Problem requirements: Provide an exact transcription of all the records.

===== Dataset content

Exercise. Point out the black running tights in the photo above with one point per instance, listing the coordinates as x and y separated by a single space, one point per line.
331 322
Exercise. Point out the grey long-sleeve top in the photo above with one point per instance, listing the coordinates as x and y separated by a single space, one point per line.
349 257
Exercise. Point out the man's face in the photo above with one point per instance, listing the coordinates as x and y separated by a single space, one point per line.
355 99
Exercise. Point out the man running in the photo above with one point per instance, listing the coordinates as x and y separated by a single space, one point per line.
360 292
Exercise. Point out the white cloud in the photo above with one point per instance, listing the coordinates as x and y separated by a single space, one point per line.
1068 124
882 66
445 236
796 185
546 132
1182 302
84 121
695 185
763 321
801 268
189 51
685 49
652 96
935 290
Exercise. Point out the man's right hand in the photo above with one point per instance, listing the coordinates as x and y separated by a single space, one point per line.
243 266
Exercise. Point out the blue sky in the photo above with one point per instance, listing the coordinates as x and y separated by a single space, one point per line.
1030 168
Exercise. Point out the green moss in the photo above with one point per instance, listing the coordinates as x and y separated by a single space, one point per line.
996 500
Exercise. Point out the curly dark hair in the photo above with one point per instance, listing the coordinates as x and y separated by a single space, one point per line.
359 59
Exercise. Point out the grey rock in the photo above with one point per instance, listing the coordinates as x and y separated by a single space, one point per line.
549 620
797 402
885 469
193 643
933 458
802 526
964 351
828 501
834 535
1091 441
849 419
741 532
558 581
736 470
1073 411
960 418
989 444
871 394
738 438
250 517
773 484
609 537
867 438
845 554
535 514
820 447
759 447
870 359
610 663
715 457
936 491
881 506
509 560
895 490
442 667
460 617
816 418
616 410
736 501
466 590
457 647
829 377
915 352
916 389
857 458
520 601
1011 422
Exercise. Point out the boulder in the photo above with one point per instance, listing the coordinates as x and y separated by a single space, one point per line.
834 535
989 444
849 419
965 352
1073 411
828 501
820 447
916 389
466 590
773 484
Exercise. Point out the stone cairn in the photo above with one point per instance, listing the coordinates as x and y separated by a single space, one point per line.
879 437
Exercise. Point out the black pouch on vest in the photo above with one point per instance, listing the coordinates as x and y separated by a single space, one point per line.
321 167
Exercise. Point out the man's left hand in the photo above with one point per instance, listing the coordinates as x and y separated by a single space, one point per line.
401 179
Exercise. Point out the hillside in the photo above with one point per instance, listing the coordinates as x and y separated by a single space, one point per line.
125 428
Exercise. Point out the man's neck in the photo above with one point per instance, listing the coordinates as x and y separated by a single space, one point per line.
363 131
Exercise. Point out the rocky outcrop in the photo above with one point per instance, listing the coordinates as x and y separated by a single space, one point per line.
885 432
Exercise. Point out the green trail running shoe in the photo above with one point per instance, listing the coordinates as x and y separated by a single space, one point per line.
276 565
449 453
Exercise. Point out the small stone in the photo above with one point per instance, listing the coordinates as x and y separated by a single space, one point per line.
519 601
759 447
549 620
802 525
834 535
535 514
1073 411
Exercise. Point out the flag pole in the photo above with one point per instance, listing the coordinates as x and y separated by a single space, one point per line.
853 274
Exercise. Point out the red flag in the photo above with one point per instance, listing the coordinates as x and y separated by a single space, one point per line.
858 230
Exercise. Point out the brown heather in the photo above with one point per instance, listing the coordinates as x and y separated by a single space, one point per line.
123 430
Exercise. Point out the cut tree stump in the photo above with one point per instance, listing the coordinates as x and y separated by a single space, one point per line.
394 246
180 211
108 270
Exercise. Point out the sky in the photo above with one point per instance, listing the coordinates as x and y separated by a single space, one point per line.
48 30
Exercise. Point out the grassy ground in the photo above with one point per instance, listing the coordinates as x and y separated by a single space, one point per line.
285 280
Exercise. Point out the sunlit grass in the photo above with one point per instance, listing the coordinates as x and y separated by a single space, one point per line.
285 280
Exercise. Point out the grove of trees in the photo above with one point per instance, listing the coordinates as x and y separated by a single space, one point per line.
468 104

==========

Expected answer:
Exercise. Point out the black running tights in the photo above with one point per instance, listing the coordinates as x and y separated by a single space, one point per line.
331 322
Exercise. Point out the grey long-sleeve top in the photo above with one point per instance, listing the coordinates as x and y separated by a single space, one point per line.
349 257
Exercise. Point out the man's face in the photo above with one point per instance, listing the coordinates as x and y separated by a single space, one point per line.
355 99
Exercise. Point out the man running in the photo above with one point per instance, listing the coordinates as x and y separated by a single space, one point per line.
360 292
Exercise. Point out the white cloud in the photo above with one point per instance, listing the coordinates as x and y separated by a single space, one point per line.
1068 124
882 66
445 236
796 185
546 132
1182 302
84 121
695 185
763 321
801 268
189 51
685 49
652 96
935 290
Exercise. Point out the man's right hand in the photo above with one point per instance, listing the coordinates as x and y separated by a single space, one point per line.
243 266
Exercise. Point out the blue sky in the photo above with one point per instance, listing the coordinates as x and y separated by a single space, one point per line.
1030 168
Exercise. Point out the green moss in the photo above with one point per instance, listing the coordinates as x and y separated by a single space, one point per line.
996 500
Exercise. Point out the curly dark hair in the photo above with one point per instance, listing the coordinates as x and y separated by a single space, one point per line.
359 59
Exercise. Point out the grey rock in the photo above with one point per instance, listing the coordinates as x and y separated by a single space, one point per line.
549 620
797 402
885 469
193 643
933 458
802 526
964 351
828 501
834 535
1091 441
849 419
741 532
558 581
736 470
1073 411
960 418
989 444
871 394
738 438
250 517
773 484
609 537
867 438
845 554
535 514
820 447
759 447
870 359
610 663
715 457
936 491
881 506
509 560
895 490
442 667
460 617
816 418
616 410
736 501
466 590
457 647
829 377
915 352
916 389
857 458
520 601
1011 422
Exercise. Point out the boulder in the photo above with one point per instance, listing the coordinates as x and y separated by a single space, one point per line.
834 535
989 444
849 419
965 352
1073 411
828 501
820 447
916 389
466 590
773 484
Exercise. Point out the stone cairn in the photo above with one point per instance, listing the coordinates as x and y separated by a single space, one point per line.
879 437
Exercise. Point out the black pouch on vest in the photo above with one point per instance, listing the coordinates as x and y separated by a single space, one point per line.
321 167
Exercise. Point out the man's left hand in the photo above with one point per instance, listing the coordinates as x and y separated by a single space, one point per line.
401 179
Exercise. Point out the hillside in the photo above with one point per instance, listing the coordinates as x and y separated by a single space, one point per line.
125 428
Exercise. Point out the man's neck in the photo above with one point per instance, listing the coordinates as x and y separated by a single space, one point per line.
363 131
Exercise. Point out the rocky outcrop in the photo above with one point per instance, listing the coordinates as x and y separated by a single space, one point per line.
885 432
Exercise. Point out the green trail running shoe in the photo above with one point per instance, listing the coordinates as x and y separated by a single space, one point per line.
276 565
449 453
Exercise. Point out the small stone in the photo above with one point per instance, listing the coordinates as x and y separated by a single space, one point per line.
519 601
759 447
549 620
802 525
834 535
535 514
1073 411
Exercise. Point out the flag pole in the photo above with one point per instance, listing the coordinates as x and y separated by a single space, one point per line.
853 274
Exercise. Point out the red flag in the photo above with one point per instance, listing the coordinates as x and y separated by a single space, one point per line.
858 230
Exercise. Point out the brown heather in the photo above with one point per instance, listing the coordinates as x and y separated by a single space, one point per line.
123 430
Exercise. Point out the cut tree stump in the photo above with one point per instance, listing the coordinates as x and y separated by a single space, one point per line.
394 246
180 211
108 270
Exercise. Point out the sky in the photo above with one point per instance, listing the coordinates as x and y separated by a single space, one point per line.
48 30
Exercise. Point out the grassy ground in the photo above with one point per instance, listing the coordinates as x and y separated by a single space, one point per line.
285 280
Exercise. Point out the sunlit grass in the photo above with one point per instance, listing the coordinates as x and y separated by a single space, one point per line.
285 280
Exercise. Point out the grove of trees in the photo above with one point per instance, listing the coordinates as x and y separated by a single space, one point per line.
468 104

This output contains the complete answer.